[Entries from a dataset]
━━━━

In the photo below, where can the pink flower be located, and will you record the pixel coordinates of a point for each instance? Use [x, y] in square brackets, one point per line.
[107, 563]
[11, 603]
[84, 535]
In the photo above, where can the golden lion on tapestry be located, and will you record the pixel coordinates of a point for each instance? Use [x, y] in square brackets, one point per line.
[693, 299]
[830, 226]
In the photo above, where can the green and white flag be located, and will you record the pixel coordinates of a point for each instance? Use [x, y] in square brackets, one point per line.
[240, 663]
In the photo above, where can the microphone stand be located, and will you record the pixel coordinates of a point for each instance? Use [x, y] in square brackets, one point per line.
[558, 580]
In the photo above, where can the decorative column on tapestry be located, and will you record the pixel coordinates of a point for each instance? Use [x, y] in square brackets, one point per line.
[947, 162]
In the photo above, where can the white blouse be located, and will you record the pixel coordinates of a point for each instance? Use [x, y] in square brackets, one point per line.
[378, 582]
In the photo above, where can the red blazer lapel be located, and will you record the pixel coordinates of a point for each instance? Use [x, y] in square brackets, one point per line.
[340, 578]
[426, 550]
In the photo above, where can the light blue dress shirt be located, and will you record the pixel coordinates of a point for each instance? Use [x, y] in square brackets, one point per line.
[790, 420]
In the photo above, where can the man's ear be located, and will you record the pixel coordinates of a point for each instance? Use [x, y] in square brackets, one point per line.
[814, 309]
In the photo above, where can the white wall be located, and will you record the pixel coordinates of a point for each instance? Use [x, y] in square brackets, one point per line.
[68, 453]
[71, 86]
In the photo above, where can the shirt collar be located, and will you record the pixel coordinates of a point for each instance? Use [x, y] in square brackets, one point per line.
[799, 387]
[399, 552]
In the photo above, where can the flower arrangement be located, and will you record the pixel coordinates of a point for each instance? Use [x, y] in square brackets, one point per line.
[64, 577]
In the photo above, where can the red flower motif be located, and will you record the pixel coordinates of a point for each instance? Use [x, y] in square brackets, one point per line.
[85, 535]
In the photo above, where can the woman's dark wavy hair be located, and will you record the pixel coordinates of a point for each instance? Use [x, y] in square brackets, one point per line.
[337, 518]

━━━━

EXERCISE BRIEF —
Starting with the line that contains "In the photo above, where can the flower" and continuing through the end of the records, express those lines as a numbered list with blank lines omitted.

RESULT —
1. In the photo above, where can the flower arrangement be located, and will you record the pixel coordinates of a point for each instance? Use [x, y] in square brackets, one point per line.
2. [64, 577]
3. In the photo above, where can the red flower motif be located, and will you record the pixel coordinates of a point for each instance? Use [x, y] in square brackets, one point per line.
4. [85, 535]
5. In the photo above, where can the woman's dark wavy hair be located, and will you record the pixel coordinates of a point for each instance? Use [x, y] in square brackets, one point per line.
6. [337, 518]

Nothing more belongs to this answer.